ВЫПОЛНИТЕ ЗАДАНИЯ:
1) Повторите слово в слово отрывок из текста о Джонсоне и Брекзите между словами «С 24 июля на» и «его политическому чутью.», включая их самих.
2) Продолжите текст о Джонсоне и Брекзите, начав сразу после его последнего предложения.

ФРАГМЕНТ ТЕКСТА:
========================================================================
С 24 июля на Даунинг-стрит новый обитатель — Борис Джонсон, который туда вселится со своей гражданской партнершей Кэрри Симондс. В своей речи после объявления результатов выборов нового лидера тори он сформулировал программу своего кабинета в полном соответствии с предвыборной и в стиле Трампа, который сразу же его поздравил и особо отметил в другом твите, что его называют «британским Трампом». Это — «Осуществить Брекзит (31 октября во что бы то ни стало), объединить страну, нанести поражение (лидеру лейбористов) Дж. Корбину и зарядить энергией страну», что на английском создает акроним DUDE, имеющий значение «мужик, чувак, парень» и т.д. СМИ сразу же его соответственно окрестили, что в целом верно отражает его образ и отдает должное его политическому чутью.
Не трудно догадаться, что Джонсон начнет там, где Мэй изначально сдала позиции, — опираясь на поддержку Трампа, потребует пакетного, а не раздельного решения вопросов выхода из ЕС и будущих взаимоотношений с континентальной Европой. Когда Мэй согласилась обсуждать только первые, да еще находясь в составе ЕС, она приняла приоритетность всей нормативно-правовой базы объединения, что давало предсказуемый результат. Выйти за рамки этого подтасованного в пользу партнеров формата переговоров она могла, только заявив о готовности выйти без соглашения — тогда «пакетная сделка» была бы неизбежной. Сейчас всё вернется к этой исходной позиции и Брюсселю решать, надо ли рисковать своими собственными интересами перед лицом неизбежного или лучше договориться по-хорошему, пока есть время — целых три месяца. Джонсон может одержать победу после поражения (хорошее английское выражение — to turn the tables on smb). Своей несговорчивостью Брюссель рискует взять на себя ответственность за судьбы миллионов своих граждан, проживающих в Великобритании, и британцев на континенте, уже не говоря об интересах бизнеса по обе стороны Ла Манша. Но главное, что после выхода Лондона без соглашения все равно придется договариваться, как при любом разводе. А для этого Джонсону ничего не надо делать — просто ждать 31 октября, обвиняя Брюссель во всех грехах. И никакие козни в парламенте его остановить не смогут. Тем временем будет истекать 6-месячная отсрочка введения Вашингтоном тарифов на продукцию европейского/германского автопрома.
========================================================================
ДАННЫЕ:
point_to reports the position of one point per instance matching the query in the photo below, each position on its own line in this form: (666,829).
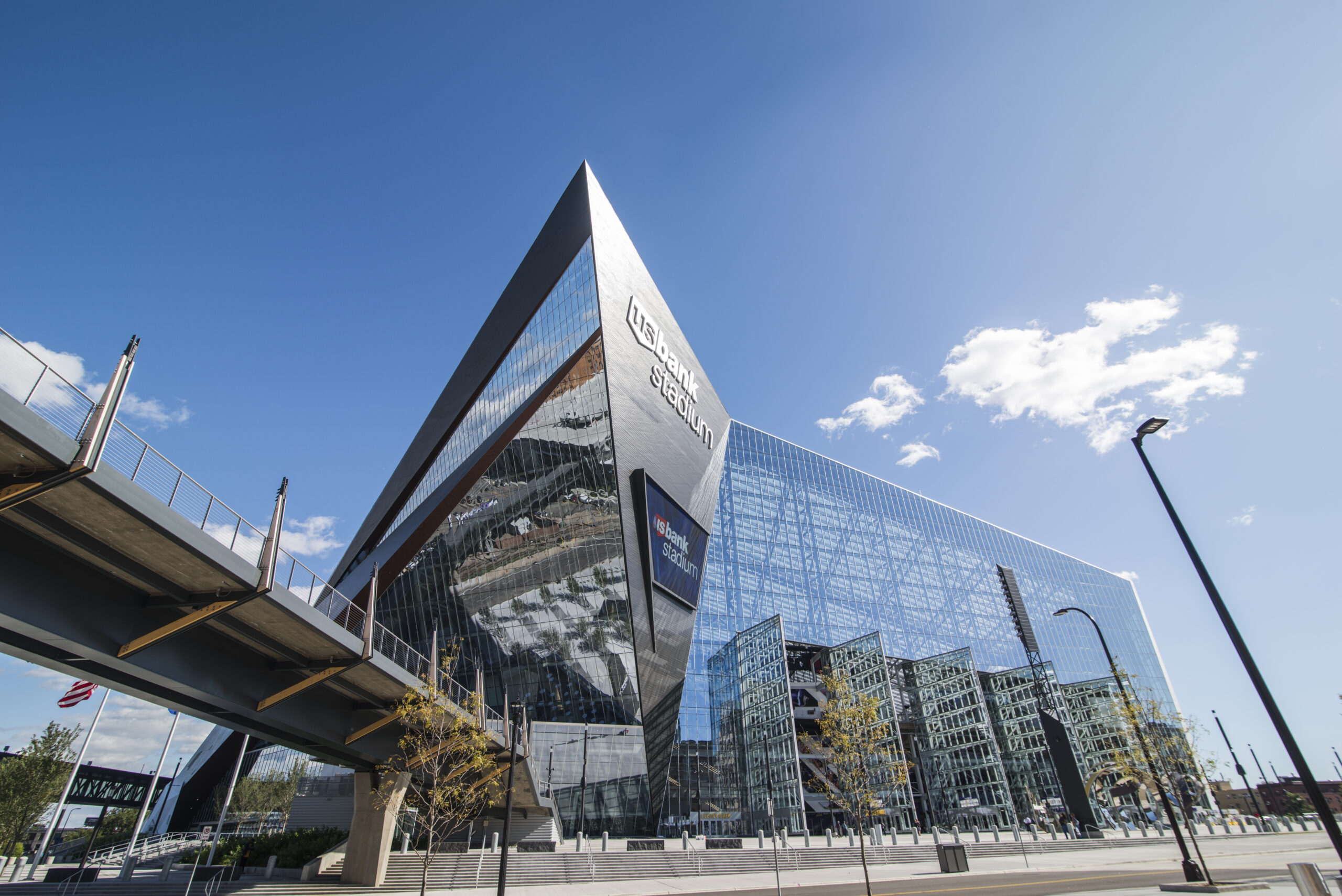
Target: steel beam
(370,729)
========================================================================
ОТВЕТЫ НА ЗАДАНИЯ:
1)
С 24 июля на Даунинг-стрит новый обитатель — Борис Джонсон, который туда вселится со своей гражданской партнершей Кэрри Симондс. В своей речи после объявления результатов выборов нового лидера тори он сформулировал программу своего кабинета в полном соответствии с предвыборной и в стиле Трампа, который сразу же его поздравил и особо отметил в другом твите, что его называют «британским Трампом». Это — «Осуществить Брекзит (31 октября во что бы то ни стало), объединить страну, нанести поражение (лидеру лейбористов) Дж. Корбину и зарядить энергией страну», что на английском создает акроним DUDE, имеющий значение «мужик, чувак, парень» и т.д. СМИ сразу же его соответственно окрестили, что в целом верно отражает его образ и отдает должное его политическому чутью.

2)
Нельзя исключать и проведения консерваторами в мае–июне следующего года досрочных парламентских выборов, дабы воспользоваться расколом в Лейбористской партии, лидер которой Дж. Корбин под нажимом части членов партии, включая новолейбористскую фронду, дал согласие на требование о проведении повторного референдума.
По Бодрийяру, случайность банальна, в то время как судьба, фатальность — экзистенциальна. Можно предположить, что Т. Мэй была случайной, как, собственно, и вступление Лондона в ЕЭС, а Б. Джонсон, как и Трамп, Рейган и Тэтчер (с их неолиберальной экономикой) — фатальны. Тогда все становится немного яснее. Наверное, такой подход применим и к недавней российской истории, правда, с поправкой на мысль Шпенглера о псевдоморфном характере нашей культуры. Так, Горбачев будет фатальным событием, а Ельцин — случайным. Впрочем, объективно судить об этом специалистам по истории России, которым придется осмыслить все её пласты, начиная с Призвания варягов. Не помешает и обращение к современной философской мысли — её выводы универсальны и не в вакууме же мы живем! По крайней мере, Дж. Кеннан ввел категорию фатальности, расценив расширение НАТО, которое привело к отчуждению между Россией и Западом, как «наиболее роковую ошибку» Запада после окончания холодной войны. То есть и наш нынешний кризис в отношениях с Западом — отнюдь не случайность, а скорее фатальность.
В итоге получается, что не только у России, Великобритании и Америки, но и Германии, Франции и Италии свои особые пути, если брать ведущие страны в ареале европейской цивилизации.
Никакая подлинная религия не желает улучшить мир фактов.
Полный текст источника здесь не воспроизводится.